*** Opening Excerpt provided ***

HOUSTON — A daughter of Olympic gymnastics champion Mary Lou Retton says she has been released from the hospital and is now recovering at home from a battle with rare form of pneumonia.


What You Need To Know

  • According to one of her daughters, Olympic champion Mary Lou Retton has been released from a Texas hospital and is recovering at home

  • Retton earlier in October reportedly contracted a rare form of pneumonia and was admitted to an ICU

  • Donations have poured into a fundraiser the family set up to help offset Retton’s medical expenses after the family said she didn’t have medical insurance

  • Retton, 55, became the first American female gymnast to win the Olympic all-around title at the 1984 Los Angeles Olympics

McKenna Kelly, one of Retton’s four daughters, wrote on Instagram that “Mom is HOME & in recovery mode. We still have a long road of recovery ahead of us, but baby steps.”

Retton was earlier was said to be “fighting for her life” in an intensive care unit at a Texas hospital. It was reported that she was unable to breathe on her own.

Retton, 55, became the first American female gymnast to win the Olympic all-around title at the 1984 Los Angeles Olympics.

Donations have poured into a fundraiser the family set up to help offset Retton’s medical expenses after the family said she didn’t have medical insurance. 

“We are overwhelmed by the love and support from everyone,” Kelly’s Instagram post continues. “Grateful doesn’t scrape the surface of the posture of our hearts.”

*** Closing Excerpt provided ***

◆ Exercise requirements:
1: Do these statements agree with the article on Mary Lou Retton's recovery? Answer yes or no for each, quoting the words from the article that decide it.
(a) Retton is 55 years old.
(b) The family said Retton had medical insurance.
(c) McKenna Kelly is one of Retton's three daughters.
2: From the article on Mary Lou Retton's recovery, extract the passage that starts at "McKenna Kelly, one" and ends after "on her own.".
Nothing in the material after this article matters here.

*** Opening Supplied material ***

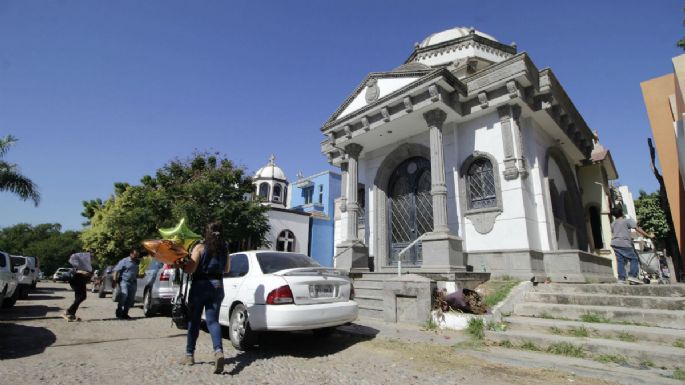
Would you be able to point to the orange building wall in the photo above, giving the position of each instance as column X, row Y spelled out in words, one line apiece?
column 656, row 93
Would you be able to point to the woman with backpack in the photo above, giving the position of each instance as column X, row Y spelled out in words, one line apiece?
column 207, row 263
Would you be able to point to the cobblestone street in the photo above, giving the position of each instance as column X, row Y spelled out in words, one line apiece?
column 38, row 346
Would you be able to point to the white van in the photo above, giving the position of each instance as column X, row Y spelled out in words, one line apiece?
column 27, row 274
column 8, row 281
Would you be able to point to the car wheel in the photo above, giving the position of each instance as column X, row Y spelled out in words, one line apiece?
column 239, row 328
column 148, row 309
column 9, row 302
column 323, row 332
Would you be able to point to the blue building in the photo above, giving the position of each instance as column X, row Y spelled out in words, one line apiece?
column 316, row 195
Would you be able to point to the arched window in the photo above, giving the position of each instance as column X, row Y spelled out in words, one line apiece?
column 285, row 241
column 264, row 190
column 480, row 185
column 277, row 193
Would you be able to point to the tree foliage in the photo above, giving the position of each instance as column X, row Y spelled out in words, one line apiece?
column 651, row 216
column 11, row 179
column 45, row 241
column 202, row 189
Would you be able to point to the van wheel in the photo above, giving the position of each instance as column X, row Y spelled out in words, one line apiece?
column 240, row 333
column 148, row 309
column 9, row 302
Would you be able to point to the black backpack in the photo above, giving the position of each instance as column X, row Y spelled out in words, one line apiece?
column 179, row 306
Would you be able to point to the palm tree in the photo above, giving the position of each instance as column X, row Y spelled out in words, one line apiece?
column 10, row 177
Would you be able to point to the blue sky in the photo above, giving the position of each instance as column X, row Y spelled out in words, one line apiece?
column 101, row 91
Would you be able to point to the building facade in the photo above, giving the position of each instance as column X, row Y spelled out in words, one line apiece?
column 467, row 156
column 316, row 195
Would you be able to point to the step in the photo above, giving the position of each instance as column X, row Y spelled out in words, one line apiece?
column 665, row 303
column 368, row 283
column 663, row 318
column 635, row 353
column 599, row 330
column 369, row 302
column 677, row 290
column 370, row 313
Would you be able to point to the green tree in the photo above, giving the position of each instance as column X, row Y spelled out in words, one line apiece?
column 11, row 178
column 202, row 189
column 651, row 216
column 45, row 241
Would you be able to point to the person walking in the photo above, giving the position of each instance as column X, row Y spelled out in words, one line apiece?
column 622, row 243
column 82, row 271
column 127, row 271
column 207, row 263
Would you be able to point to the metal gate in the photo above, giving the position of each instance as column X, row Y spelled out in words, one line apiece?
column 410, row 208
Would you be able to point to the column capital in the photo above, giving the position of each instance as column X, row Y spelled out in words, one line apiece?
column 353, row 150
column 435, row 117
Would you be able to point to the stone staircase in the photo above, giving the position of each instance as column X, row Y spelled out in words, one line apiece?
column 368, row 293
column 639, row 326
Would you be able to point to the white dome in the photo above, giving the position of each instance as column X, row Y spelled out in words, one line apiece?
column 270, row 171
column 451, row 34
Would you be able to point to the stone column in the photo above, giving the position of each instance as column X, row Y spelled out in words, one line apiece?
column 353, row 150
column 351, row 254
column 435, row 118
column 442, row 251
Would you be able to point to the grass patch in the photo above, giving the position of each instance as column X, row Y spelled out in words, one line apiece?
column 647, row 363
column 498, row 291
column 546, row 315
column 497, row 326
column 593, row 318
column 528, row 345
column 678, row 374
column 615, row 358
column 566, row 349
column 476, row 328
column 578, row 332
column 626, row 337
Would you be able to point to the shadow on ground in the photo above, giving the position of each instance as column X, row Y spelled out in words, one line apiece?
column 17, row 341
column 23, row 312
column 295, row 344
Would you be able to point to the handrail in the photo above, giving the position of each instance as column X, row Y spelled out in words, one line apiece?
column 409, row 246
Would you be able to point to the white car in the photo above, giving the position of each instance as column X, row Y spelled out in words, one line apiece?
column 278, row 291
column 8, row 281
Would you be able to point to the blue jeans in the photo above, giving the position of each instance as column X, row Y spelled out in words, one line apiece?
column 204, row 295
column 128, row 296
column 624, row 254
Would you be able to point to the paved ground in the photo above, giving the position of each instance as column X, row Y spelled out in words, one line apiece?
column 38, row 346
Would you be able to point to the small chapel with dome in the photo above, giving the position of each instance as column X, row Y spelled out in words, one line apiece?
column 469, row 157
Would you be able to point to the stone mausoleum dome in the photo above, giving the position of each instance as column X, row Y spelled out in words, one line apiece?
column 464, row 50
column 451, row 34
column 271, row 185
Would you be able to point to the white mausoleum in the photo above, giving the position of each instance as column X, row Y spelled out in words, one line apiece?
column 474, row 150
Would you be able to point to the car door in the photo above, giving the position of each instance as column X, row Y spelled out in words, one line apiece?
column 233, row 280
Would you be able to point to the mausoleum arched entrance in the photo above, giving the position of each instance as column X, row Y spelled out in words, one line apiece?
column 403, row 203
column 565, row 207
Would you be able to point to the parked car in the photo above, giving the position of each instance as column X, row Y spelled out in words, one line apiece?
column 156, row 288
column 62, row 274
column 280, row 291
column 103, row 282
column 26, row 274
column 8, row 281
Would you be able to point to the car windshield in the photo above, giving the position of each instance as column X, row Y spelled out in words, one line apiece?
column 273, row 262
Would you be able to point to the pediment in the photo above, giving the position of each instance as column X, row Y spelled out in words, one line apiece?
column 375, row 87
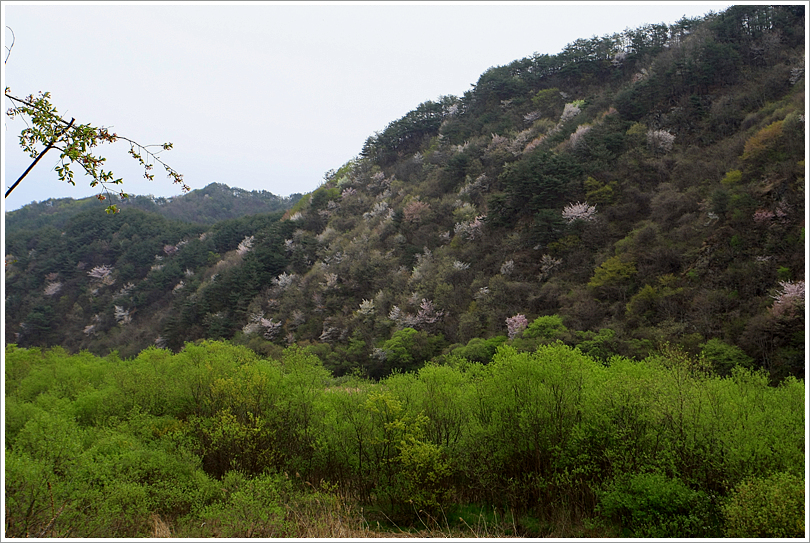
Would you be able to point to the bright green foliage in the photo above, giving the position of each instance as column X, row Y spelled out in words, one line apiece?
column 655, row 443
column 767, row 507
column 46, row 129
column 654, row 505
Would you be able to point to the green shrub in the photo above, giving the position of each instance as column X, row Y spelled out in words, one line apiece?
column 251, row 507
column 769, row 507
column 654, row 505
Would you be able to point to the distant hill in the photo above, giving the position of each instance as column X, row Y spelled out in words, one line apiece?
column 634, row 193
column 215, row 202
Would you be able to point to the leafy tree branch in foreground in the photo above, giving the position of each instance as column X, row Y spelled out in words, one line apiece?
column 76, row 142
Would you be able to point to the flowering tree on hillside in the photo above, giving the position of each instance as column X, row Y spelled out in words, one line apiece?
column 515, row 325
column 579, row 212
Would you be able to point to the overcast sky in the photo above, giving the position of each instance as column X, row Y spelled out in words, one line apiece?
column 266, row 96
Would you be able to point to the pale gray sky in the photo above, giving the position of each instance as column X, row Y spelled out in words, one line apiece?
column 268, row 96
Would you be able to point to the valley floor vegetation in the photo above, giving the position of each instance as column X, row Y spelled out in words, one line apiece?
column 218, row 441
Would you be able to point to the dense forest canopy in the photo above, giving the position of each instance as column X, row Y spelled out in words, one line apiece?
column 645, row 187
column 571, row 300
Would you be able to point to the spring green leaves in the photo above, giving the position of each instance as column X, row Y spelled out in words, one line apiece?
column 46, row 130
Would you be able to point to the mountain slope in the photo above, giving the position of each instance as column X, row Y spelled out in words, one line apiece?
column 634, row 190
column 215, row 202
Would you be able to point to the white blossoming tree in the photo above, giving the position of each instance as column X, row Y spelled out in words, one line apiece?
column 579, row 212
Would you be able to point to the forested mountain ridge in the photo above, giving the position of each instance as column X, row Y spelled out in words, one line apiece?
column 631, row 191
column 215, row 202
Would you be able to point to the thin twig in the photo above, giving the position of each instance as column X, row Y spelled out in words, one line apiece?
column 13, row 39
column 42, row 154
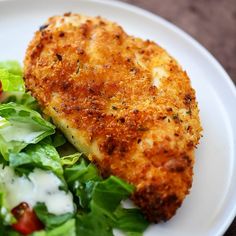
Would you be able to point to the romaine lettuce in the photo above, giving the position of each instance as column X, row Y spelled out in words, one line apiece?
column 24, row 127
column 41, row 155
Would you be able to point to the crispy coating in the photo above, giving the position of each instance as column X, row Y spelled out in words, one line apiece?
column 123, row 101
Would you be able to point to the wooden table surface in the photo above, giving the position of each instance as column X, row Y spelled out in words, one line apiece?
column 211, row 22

*** Closing Supplied material ***

◆ List of answers:
1:
(a) Yes: "Retton, 55, became the first American female gymnast to win the Olympic all-around title"
(b) No: "the family said she didn’t have medical insurance"
(c) No: "McKenna Kelly, one of Retton’s four daughters"

2:
McKenna Kelly, one of Retton’s four daughters, wrote on Instagram that “Mom is HOME & in recovery mode. We still have a long road of recovery ahead of us, but baby steps.”

Retton was earlier was said to be “fighting for her life” in an intensive care unit at a Texas hospital. It was reported that she was unable to breathe on her own.